All entries must come back exactly as given, with no pictures in the copy.

━━ Data shown

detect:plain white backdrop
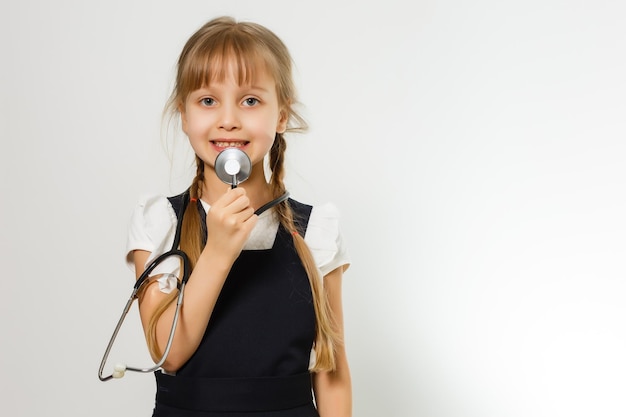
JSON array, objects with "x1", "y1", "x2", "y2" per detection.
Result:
[{"x1": 1, "y1": 0, "x2": 625, "y2": 416}]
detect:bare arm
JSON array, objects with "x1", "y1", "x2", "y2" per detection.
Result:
[
  {"x1": 134, "y1": 188, "x2": 257, "y2": 372},
  {"x1": 313, "y1": 266, "x2": 352, "y2": 417}
]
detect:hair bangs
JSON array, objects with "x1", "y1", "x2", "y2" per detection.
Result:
[{"x1": 179, "y1": 33, "x2": 274, "y2": 98}]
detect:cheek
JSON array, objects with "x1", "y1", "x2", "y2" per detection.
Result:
[
  {"x1": 247, "y1": 117, "x2": 276, "y2": 138},
  {"x1": 182, "y1": 112, "x2": 208, "y2": 137}
]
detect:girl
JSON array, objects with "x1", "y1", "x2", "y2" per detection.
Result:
[{"x1": 125, "y1": 16, "x2": 352, "y2": 417}]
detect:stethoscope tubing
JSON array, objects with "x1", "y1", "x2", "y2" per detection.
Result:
[
  {"x1": 98, "y1": 189, "x2": 289, "y2": 381},
  {"x1": 98, "y1": 250, "x2": 191, "y2": 381}
]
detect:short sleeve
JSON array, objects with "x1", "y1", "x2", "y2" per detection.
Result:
[
  {"x1": 304, "y1": 203, "x2": 350, "y2": 277},
  {"x1": 125, "y1": 194, "x2": 179, "y2": 293}
]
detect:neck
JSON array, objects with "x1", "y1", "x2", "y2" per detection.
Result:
[{"x1": 201, "y1": 162, "x2": 274, "y2": 210}]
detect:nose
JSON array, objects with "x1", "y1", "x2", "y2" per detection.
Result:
[{"x1": 218, "y1": 103, "x2": 240, "y2": 131}]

━━━━

Response to this exercise:
detect:plain white backdrop
JSON array, objects with "x1", "y1", "x2", "y2" per detection.
Result:
[{"x1": 1, "y1": 0, "x2": 625, "y2": 416}]
detect:bare arm
JSON array, objects with "x1", "y1", "x2", "y2" per detection.
Result:
[
  {"x1": 134, "y1": 188, "x2": 257, "y2": 372},
  {"x1": 313, "y1": 266, "x2": 352, "y2": 417}
]
detect:hair bangs
JSON array, objects with "x1", "y1", "x2", "y2" per detection.
Result:
[{"x1": 179, "y1": 33, "x2": 274, "y2": 98}]
detect:cheek
JSON array, objects with "x1", "y1", "x2", "y2" per detection.
Result:
[
  {"x1": 247, "y1": 117, "x2": 276, "y2": 138},
  {"x1": 182, "y1": 112, "x2": 208, "y2": 137}
]
detect:girl
JSON array, objects with "x1", "y1", "x2", "y2" per detection.
Result:
[{"x1": 125, "y1": 16, "x2": 352, "y2": 417}]
detect:stethoscope tubing
JSON array, objects with "x1", "y1", "x2", "y2" per detection.
Result:
[
  {"x1": 98, "y1": 189, "x2": 289, "y2": 381},
  {"x1": 98, "y1": 250, "x2": 191, "y2": 381}
]
detect:short sleeve
JSON array, objects with "x1", "y1", "x2", "y2" per detection.
Result:
[
  {"x1": 304, "y1": 203, "x2": 350, "y2": 277},
  {"x1": 125, "y1": 194, "x2": 179, "y2": 293}
]
detect:neck
JSON array, objects with "x1", "y1", "x2", "y2" per detection.
Result:
[{"x1": 201, "y1": 162, "x2": 274, "y2": 210}]
detect:nose
JSON array, objects with "x1", "y1", "x2", "y2" per detection.
Result:
[{"x1": 218, "y1": 103, "x2": 240, "y2": 131}]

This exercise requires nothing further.